■ **Required work**: Look below for the line containing "Expected: for every instance of the yellow road"; from there through the line containing "Expected: for every instance of the dark necktie", both lines included, please set down each line exactly and nothing else.

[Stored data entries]
# # # # #

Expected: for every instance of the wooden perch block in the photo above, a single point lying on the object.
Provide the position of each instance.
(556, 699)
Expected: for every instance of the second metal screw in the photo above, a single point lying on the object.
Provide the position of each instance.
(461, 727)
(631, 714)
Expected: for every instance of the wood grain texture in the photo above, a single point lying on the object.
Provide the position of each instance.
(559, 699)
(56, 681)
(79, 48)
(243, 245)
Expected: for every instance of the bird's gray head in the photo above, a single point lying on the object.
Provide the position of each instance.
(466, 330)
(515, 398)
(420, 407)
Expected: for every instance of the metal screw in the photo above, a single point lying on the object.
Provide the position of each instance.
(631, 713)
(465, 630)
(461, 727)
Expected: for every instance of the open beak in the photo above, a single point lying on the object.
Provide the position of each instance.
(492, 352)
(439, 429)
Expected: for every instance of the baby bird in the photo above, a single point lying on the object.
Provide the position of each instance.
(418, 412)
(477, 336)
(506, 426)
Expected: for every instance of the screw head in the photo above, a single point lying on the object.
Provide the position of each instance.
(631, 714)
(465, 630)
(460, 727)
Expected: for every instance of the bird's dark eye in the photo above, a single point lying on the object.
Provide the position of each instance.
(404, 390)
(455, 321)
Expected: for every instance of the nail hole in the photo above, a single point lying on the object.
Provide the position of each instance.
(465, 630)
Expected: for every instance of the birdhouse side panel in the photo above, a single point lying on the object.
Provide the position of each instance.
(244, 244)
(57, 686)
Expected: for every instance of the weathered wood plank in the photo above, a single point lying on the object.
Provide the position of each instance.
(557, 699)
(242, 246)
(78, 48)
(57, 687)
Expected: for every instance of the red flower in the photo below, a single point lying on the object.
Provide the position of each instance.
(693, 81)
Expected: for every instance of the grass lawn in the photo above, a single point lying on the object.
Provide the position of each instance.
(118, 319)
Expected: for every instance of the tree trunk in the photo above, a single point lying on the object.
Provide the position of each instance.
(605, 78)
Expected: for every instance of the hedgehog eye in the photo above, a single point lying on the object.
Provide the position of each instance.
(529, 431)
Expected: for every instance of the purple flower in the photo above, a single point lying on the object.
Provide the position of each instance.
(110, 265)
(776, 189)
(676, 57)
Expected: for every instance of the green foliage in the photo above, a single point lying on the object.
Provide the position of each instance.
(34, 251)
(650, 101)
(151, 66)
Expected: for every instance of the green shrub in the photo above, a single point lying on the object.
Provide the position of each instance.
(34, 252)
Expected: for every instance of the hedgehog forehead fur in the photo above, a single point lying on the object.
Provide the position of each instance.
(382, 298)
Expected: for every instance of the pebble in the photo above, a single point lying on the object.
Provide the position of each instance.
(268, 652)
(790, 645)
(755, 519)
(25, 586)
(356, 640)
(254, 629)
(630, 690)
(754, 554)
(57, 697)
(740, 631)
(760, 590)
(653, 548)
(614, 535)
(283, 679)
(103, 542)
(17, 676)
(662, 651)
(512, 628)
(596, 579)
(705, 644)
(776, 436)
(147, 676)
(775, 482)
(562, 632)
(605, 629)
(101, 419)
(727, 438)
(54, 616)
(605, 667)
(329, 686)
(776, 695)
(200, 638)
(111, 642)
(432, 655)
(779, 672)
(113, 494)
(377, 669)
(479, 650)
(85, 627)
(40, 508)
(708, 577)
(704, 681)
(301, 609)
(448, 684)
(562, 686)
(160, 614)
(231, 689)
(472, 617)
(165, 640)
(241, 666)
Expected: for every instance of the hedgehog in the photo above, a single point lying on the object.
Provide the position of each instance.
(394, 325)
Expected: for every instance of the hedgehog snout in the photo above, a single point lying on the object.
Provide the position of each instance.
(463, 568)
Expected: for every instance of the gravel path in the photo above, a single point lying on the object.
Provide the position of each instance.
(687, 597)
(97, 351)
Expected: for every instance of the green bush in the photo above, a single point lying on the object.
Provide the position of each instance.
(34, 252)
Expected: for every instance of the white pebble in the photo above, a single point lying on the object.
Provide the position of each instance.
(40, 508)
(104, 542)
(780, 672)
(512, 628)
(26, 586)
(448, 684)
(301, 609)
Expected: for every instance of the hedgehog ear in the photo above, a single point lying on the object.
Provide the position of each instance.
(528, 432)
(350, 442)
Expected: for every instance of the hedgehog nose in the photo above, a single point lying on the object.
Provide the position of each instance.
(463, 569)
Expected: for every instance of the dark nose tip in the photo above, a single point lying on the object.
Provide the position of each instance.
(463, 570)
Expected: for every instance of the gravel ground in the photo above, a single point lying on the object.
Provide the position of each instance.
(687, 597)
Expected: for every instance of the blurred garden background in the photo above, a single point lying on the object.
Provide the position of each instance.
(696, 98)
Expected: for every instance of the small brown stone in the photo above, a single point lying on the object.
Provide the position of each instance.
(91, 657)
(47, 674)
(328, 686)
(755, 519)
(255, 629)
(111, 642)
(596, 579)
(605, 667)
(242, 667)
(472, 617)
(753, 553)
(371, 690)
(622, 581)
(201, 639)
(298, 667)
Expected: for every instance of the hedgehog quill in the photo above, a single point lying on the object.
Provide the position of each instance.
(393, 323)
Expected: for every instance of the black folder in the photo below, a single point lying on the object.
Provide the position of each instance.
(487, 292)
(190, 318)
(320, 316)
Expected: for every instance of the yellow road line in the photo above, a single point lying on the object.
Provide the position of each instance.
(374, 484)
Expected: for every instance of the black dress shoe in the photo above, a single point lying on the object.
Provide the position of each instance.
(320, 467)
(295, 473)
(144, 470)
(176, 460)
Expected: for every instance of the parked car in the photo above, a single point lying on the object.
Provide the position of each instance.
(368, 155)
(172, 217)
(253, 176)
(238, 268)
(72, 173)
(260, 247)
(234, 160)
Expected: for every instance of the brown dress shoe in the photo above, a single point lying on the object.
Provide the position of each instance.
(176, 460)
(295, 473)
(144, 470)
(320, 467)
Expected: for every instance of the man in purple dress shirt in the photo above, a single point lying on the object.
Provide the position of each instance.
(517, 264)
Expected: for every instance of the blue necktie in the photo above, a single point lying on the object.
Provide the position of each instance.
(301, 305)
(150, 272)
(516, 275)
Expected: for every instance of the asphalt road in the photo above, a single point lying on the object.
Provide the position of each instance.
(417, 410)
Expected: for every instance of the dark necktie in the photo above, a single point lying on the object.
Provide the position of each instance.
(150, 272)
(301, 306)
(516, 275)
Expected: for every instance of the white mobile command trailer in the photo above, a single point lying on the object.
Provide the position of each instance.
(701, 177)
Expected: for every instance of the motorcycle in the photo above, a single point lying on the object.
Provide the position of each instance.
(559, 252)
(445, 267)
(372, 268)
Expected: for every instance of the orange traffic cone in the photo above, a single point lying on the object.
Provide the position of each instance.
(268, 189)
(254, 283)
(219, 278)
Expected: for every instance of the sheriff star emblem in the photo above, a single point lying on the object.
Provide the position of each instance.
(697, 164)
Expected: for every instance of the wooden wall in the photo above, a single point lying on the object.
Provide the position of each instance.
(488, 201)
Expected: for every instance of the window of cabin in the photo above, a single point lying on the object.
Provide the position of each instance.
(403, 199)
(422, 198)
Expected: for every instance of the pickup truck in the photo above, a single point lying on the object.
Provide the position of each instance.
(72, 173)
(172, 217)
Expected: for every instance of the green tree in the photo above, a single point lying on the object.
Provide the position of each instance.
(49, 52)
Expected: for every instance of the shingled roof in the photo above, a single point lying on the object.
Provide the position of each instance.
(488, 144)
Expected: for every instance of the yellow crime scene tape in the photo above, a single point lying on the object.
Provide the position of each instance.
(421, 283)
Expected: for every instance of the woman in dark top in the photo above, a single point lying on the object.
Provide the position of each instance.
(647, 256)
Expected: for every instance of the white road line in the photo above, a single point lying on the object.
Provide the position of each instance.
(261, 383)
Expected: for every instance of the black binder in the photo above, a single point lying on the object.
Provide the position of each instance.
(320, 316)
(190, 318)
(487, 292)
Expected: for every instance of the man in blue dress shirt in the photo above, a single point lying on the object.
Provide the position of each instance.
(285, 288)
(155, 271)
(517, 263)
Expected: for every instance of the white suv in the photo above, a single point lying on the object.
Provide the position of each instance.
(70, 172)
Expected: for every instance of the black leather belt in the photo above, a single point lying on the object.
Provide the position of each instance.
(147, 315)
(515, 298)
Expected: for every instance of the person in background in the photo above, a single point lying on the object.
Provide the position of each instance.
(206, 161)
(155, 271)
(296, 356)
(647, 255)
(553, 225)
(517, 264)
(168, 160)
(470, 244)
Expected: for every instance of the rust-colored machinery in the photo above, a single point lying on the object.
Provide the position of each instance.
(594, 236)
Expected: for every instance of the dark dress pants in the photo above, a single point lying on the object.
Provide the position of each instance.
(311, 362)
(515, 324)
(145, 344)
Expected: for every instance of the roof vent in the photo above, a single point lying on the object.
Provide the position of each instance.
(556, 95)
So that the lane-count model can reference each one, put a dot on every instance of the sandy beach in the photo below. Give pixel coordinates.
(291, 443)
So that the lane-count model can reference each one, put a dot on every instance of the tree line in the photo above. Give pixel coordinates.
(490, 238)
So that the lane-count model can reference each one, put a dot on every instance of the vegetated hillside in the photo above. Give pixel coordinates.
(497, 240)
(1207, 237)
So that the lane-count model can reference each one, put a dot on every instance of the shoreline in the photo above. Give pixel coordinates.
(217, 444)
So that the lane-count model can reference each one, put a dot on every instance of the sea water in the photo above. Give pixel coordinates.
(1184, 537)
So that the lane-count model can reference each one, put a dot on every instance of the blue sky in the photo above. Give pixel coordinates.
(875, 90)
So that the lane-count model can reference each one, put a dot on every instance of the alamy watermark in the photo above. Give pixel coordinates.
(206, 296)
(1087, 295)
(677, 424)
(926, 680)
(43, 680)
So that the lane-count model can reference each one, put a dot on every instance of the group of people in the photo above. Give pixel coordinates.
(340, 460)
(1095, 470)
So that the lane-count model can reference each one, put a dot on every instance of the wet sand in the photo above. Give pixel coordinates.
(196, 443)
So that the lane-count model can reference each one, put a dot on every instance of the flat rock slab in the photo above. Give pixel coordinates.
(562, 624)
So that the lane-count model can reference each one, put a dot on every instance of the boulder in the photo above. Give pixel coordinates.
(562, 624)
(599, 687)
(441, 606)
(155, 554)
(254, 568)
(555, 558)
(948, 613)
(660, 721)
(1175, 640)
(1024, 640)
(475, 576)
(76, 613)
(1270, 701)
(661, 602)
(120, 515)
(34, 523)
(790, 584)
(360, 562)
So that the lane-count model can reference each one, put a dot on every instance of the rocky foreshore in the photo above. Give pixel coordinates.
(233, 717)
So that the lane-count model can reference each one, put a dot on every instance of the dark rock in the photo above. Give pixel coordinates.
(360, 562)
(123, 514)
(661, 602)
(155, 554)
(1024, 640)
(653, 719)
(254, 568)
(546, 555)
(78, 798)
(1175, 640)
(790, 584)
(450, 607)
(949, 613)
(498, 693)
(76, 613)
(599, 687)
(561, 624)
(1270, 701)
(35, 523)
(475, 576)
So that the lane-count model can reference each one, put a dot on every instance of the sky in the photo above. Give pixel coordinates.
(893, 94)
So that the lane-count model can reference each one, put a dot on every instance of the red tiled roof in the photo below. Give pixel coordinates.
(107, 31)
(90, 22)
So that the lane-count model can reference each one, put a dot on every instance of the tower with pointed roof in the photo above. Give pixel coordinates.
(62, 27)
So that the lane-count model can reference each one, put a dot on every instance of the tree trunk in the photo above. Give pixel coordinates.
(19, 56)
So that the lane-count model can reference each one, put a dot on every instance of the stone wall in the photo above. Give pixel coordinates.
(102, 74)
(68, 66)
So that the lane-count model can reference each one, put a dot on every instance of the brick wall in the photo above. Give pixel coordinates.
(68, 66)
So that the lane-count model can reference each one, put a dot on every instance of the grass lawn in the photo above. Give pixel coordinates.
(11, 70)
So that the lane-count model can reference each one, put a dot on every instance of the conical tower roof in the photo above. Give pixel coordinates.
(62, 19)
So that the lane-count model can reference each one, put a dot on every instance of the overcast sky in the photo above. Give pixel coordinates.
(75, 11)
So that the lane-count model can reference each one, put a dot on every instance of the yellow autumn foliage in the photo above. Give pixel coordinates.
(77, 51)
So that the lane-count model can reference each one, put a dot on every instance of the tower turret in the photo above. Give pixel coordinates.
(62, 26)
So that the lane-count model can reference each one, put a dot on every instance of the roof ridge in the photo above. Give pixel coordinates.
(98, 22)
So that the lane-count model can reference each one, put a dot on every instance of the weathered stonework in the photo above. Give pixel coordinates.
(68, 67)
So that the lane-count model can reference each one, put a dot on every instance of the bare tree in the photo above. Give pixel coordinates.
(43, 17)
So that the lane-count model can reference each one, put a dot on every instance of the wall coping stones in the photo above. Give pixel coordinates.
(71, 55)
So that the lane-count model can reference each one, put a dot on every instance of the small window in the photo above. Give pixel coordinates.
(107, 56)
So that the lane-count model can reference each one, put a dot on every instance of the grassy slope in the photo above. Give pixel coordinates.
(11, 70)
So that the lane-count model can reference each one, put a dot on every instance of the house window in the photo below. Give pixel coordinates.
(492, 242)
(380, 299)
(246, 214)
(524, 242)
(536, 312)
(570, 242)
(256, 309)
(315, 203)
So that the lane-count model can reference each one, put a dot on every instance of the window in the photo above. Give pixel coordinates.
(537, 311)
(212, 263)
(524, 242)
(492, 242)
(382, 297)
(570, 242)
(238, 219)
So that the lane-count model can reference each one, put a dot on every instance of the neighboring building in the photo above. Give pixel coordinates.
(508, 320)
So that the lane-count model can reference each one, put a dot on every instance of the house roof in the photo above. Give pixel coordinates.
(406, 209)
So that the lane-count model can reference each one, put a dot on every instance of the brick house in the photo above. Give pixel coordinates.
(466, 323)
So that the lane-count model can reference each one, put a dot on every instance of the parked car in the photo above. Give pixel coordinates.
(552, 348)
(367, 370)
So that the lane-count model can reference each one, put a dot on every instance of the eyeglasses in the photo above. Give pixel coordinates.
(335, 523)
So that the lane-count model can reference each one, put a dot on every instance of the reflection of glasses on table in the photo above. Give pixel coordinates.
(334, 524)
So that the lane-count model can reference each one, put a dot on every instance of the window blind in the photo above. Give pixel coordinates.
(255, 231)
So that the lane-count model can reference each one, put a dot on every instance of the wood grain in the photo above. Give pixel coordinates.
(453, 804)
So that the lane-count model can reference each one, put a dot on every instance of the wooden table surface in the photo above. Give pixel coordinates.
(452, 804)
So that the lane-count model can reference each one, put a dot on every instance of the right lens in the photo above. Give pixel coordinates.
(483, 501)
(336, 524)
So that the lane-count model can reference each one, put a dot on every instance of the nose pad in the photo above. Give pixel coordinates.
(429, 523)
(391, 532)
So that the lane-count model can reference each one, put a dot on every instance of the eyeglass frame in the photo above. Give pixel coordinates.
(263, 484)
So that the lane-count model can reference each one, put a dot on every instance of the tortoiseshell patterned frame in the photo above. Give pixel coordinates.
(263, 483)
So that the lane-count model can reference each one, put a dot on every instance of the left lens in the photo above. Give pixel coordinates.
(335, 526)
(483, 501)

# # # # #

■ **Task solution**:
Expected: for every instance of the yellow road line in the photo above, a single point lying on the object.
Provide the position of each instance.
(374, 484)
Expected: for every instance of the black dress shoe in the photo above, a single point lying on the object.
Provide the position of each instance.
(320, 467)
(295, 473)
(144, 470)
(176, 460)
Expected: for every instance of the parked car in the photo above, a single point lying on the object.
Provide the position of each instance.
(368, 155)
(172, 217)
(253, 176)
(238, 268)
(72, 173)
(260, 247)
(234, 160)
Expected: for every instance of the brown dress shoe in the photo above, a single point lying on the object.
Provide the position of each instance.
(176, 460)
(295, 473)
(144, 470)
(320, 467)
Expected: for every instance of the man in purple dress shirt in the photo above, a single point lying on the object.
Provide the position of each instance.
(517, 264)
Expected: for every instance of the blue necktie in the photo above, a single point lying on the object.
Provide the position of each instance.
(301, 305)
(150, 272)
(516, 275)
Expected: for every instance of the asphalt road in the photo above, a single point lying on the object.
Provide the position of each instance.
(417, 410)
Expected: for every instance of the dark necktie in the photo above, a single point lying on the object.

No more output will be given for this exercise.